= Text shown =
You may think of the snakehead as an invading monster, but Chef Chad Wells urges you to embrace it as a delicacy

The best prize you can win for catching a snakehead is the fish itself. That’s Chef Chad Wells’ take on Maryland Department of Natural Resources’ much-ballyhooed snakehead fishing competition, opening a second season as warmer waters bring the toothy invasive into catching range.
    Wells, chef at Alewife in Baltimore, is an avid snakehead fisherman, which is how he came to be Maryland’s first chef to serve the fish commercially.
    “I’m all for these things needing to be out of water, but I’m not a fan of killing for no reason or of discarding,” says Wells. “I urge everybody to eat snakehead.”
    Fortunately, the unwelcome fish is so palatable it’s catching on as a delicacy in restaurants, like Alewife, that make big things of local ingredients. It may next invade home kitchens.
    In the year since Chef Wells first served snakehead, catching, cooking and eating it has, he says, “blown up into a cool thing.”
    Snakeheads, an invasive alien species introduced illegally to the Potomac River, are a nuisance that also happens to be a great fighting fish.

How to Prepare Your Snakehead

    Between catching and cooking your snakehead comes killing it — on the spot. Chef Wells says either cut live fish from tip to tip along its underside or cut out the gill plates. Wells uses tin snips.
    “It’s messy either way,” he says. “They’re covered in dense slime.”
    The slime works to your advantage in freezing your snakehead to cook another day. “Gut it and freeze it whole still covered in slime, which protects the flesh from freezer burn,” Wells says.
    Next comes cleaning. Washing the fish only makes the slime cling all the more, Wells warns. He recommends wrapping the fish in a terry cloth towel and pulling it out slowly, wiping off the slime.
    You’ll want the fish dry when filleting it so your knife doesn’t slip. After cutting slits around the head, Wells sets the fish belly-down on its flattish bottom, then runs his knife along the top fin and down both sides. Skin the fish, then, with the skin-side down, use forceps to remove the rib bones.
    “For cooking, the fish stands up well to anything,” Wells says. Deep fry or blacken it. Or use Wells’ favorite at-home method: Light up the grill and throw on the thick fillets with nothing more than cracked black pepper, sea salt and lemon.
    If you’re hungry for snakehead but can’t catch your own, follow Chef Wells on Twitter to learn when a fresh catch is being served at Alewife: @chefchadwells.

= Required work =
A. Output the passage of the snakehead article starting at "Next comes cleaning." and ending at "salt and lemon.", copied word for word.
B. Return the lines of the entries word for word, starting at the first line of the entries and ending at the line that contains "fill: even-odd".

= Data for processing =
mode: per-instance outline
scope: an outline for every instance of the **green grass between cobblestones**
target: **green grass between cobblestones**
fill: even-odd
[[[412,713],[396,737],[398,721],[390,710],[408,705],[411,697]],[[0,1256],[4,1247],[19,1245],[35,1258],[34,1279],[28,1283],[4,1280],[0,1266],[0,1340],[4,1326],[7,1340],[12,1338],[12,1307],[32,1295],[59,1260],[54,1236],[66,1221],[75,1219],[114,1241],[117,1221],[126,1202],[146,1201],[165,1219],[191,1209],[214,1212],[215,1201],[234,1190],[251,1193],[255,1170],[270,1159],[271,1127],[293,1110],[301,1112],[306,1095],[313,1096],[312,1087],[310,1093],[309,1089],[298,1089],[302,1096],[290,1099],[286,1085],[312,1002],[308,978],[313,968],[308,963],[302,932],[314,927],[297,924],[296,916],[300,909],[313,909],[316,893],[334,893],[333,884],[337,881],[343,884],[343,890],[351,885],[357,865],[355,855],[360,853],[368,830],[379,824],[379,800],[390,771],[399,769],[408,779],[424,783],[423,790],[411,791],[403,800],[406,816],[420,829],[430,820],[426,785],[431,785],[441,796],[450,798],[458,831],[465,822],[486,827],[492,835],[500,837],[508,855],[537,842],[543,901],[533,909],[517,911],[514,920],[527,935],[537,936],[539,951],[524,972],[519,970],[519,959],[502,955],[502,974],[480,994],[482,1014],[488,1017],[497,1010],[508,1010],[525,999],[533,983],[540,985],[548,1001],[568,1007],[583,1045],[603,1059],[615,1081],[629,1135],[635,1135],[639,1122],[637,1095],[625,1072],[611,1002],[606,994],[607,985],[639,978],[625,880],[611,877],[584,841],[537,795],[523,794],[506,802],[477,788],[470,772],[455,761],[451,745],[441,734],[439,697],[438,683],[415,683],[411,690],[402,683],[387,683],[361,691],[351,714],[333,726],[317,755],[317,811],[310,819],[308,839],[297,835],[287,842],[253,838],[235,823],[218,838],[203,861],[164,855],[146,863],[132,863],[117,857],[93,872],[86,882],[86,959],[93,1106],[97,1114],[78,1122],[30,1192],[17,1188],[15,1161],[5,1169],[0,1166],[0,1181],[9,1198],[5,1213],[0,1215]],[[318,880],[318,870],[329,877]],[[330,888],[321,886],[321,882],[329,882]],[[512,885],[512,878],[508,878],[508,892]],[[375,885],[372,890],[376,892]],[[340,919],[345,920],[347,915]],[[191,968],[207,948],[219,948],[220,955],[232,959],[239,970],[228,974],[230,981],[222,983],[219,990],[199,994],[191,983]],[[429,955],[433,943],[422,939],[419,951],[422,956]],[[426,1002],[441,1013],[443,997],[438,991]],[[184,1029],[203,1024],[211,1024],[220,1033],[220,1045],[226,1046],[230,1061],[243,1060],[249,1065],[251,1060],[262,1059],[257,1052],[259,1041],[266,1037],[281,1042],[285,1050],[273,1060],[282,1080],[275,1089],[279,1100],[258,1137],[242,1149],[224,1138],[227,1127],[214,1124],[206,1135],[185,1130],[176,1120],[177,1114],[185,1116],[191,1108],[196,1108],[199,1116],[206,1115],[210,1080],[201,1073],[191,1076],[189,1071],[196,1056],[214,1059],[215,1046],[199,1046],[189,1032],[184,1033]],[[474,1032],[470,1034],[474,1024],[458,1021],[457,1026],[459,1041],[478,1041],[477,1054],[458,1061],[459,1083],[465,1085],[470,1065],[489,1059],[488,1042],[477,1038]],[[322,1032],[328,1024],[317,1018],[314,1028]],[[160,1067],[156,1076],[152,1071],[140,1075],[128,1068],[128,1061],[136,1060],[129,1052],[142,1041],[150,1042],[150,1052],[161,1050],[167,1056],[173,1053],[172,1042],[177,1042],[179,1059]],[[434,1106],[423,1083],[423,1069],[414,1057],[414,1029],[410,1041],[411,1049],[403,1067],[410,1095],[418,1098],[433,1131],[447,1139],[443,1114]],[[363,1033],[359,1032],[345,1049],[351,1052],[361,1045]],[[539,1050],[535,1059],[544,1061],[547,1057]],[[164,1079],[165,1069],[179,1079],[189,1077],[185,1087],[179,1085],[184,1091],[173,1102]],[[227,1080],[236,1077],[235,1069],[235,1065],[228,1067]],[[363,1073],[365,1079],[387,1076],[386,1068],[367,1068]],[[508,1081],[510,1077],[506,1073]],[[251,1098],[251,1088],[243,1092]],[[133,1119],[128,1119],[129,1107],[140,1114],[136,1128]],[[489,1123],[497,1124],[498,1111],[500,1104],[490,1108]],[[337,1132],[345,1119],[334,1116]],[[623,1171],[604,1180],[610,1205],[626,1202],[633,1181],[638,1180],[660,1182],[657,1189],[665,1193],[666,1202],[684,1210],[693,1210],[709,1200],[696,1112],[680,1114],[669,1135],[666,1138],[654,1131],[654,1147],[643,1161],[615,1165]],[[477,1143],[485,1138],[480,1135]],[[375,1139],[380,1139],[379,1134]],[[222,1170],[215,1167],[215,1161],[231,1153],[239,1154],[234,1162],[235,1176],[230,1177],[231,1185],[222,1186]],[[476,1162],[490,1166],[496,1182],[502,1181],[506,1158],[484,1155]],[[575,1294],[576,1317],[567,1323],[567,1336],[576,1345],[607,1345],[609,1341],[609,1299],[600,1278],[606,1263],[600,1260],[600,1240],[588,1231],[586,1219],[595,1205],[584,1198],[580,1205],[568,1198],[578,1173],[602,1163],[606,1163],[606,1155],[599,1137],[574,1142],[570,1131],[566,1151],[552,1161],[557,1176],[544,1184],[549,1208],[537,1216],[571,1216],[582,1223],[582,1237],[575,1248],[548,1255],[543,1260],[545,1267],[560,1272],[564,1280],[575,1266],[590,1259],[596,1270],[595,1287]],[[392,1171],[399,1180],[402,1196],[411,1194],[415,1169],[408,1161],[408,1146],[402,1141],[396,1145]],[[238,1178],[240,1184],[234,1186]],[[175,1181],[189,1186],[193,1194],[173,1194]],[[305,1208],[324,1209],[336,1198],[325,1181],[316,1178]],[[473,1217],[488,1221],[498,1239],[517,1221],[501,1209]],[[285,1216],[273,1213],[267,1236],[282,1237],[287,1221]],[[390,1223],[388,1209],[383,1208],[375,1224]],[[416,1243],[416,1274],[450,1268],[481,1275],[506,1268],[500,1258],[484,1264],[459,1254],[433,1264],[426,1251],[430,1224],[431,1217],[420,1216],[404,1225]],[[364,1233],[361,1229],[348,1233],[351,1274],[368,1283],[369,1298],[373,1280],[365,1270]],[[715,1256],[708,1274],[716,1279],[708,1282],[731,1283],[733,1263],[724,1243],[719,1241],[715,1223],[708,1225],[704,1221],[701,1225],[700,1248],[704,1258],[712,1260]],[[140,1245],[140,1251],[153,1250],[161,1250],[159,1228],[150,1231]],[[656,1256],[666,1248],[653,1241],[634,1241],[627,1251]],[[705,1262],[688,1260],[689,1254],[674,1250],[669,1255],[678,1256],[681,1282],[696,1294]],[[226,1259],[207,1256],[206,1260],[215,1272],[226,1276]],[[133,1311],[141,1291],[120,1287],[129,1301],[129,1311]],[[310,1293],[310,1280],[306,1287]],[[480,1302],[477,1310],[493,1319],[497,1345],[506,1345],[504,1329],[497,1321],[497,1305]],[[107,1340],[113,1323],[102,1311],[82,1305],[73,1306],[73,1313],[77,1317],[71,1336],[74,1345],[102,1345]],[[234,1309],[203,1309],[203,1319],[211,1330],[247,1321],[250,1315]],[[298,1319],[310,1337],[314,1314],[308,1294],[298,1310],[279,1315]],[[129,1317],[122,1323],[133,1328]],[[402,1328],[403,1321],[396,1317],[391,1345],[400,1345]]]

= Answers to each task =
A.
Next comes cleaning. Washing the fish only makes the slime cling all the more, Wells warns. He recommends wrapping the fish in a terry cloth towel and pulling it out slowly, wiping off the slime.
    You’ll want the fish dry when filleting it so your knife doesn’t slip. After cutting slits around the head, Wells sets the fish belly-down on its flattish bottom, then runs his knife along the top fin and down both sides. Skin the fish, then, with the skin-side down, use forceps to remove the rib bones.
    “For cooking, the fish stands up well to anything,” Wells says. Deep fry or blacken it. Or use Wells’ favorite at-home method: Light up the grill and throw on the thick fillets with nothing more than cracked black pepper, sea salt and lemon.

B.
mode: per-instance outline
scope: an outline for every instance of the **green grass between cobblestones**
target: **green grass between cobblestones**
fill: even-odd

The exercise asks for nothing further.